> [EXERCISE A]: Reproduce verbatim the portion of the reading intervention rationale starting at "Research supports the" and ending at "Smith, F 1999).".
> [EXERCISE B]: In the reading intervention rationale, what is identified as addressed during assessments rather than serving as a focus of the intervention itself?

====== SOURCE EXCERPT ======

Rationale and Supporting Research - Intervention

Rate (words per minute) is addressed during assessments and is not a focus of the intervention itself.   This program integrates these key elements during the intervention:
1. Accuracy
2. Fluency
3. Comprehension
 
Research supports the efficacy of repeated reading and modeled reading as important strategies for furthering the skills of accuracy, fluency, and comprehension.  The 1997 report by the National Reading Panel joined the discussion on the importance of fluency and stated, “If text is read in a laborious and inefficient manner, it will be difficult for the child to remember what has been read and to relate the ideas expressed in the text to his or her background knowledge.”  Many more researchers agree with this notion (Allington, R. 1983; Adams 1998; Rasinski 1990; Smith, F 1999).

The reader in Score 4 Reading is compelled to generate successful reading (feels comfortable, sounds natural, and makes sense).  This is accomplished by a six step process that includes repeated reading and listening to a model of successful reading on a CD.  The stories are modeled using natural phrasing that sounds like talking.  Research studies continue to support the need for struggling readers to listen to repeated reading that is well modeled “as it improves reading fluency” (Allington, R. 2002; Reutzel, D. R. and Hollingsworth, P. M. 1993).

====== DATASET EXCERPT ======

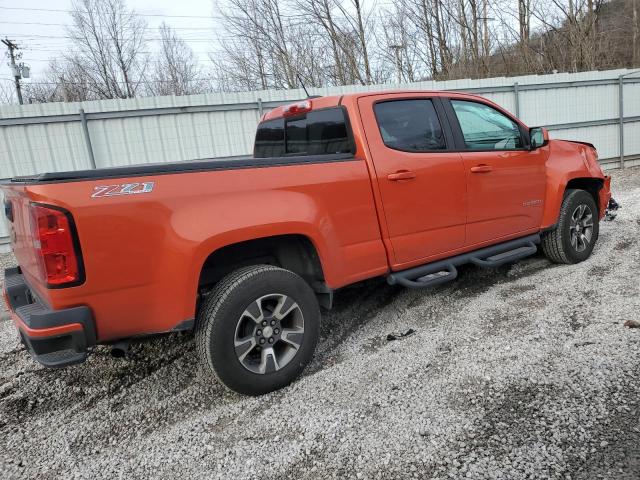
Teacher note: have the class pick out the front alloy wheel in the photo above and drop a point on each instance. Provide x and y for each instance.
(581, 227)
(576, 233)
(269, 333)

======

> [CORRECT ANSWER A]:
Research supports the efficacy of repeated reading and modeled reading as important strategies for furthering the skills of accuracy, fluency, and comprehension.  The 1997 report by the National Reading Panel joined the discussion on the importance of fluency and stated, “If text is read in a laborious and inefficient manner, it will be difficult for the child to remember what has been read and to relate the ideas expressed in the text to his or her background knowledge.”  Many more researchers agree with this notion (Allington, R. 1983; Adams 1998; Rasinski 1990; Smith, F 1999).

> [CORRECT ANSWER B]: Rate (words per minute).